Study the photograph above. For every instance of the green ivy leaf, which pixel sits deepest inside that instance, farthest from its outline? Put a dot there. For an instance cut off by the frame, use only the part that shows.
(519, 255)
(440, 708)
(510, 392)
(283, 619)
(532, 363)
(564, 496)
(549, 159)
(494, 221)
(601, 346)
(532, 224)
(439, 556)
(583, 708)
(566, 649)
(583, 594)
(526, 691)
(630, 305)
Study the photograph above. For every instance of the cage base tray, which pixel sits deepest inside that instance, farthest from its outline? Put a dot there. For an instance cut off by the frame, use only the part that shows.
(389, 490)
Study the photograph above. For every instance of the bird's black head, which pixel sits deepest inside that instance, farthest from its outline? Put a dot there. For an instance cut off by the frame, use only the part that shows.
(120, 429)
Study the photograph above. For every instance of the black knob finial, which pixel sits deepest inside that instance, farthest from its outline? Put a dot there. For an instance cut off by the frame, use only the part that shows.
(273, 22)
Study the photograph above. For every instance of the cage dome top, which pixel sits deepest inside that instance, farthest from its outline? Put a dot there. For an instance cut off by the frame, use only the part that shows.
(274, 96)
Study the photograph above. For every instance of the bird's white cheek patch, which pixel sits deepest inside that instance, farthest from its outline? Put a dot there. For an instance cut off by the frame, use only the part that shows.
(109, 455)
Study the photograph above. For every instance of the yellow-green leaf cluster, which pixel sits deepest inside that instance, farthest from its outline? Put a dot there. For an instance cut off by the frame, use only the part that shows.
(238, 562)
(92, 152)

● ● ●

From the line containing "the bird's white" through the closing line of the material above, return every line exactly and omit all others.

Study the photograph above. For every instance of the bird's white cheek patch, which pixel sits deepest inside that instance, farthest from its outline? Put a dot there. For an instance cut off by the frame, use only the part that shows.
(109, 455)
Study the photograph above. For every instance of the yellow-green leaf cluster, which pixel sits deepest inside that instance, farthest from its outline? Put a dot there. For an instance cut off by the frame, use only the part that shows.
(238, 562)
(92, 152)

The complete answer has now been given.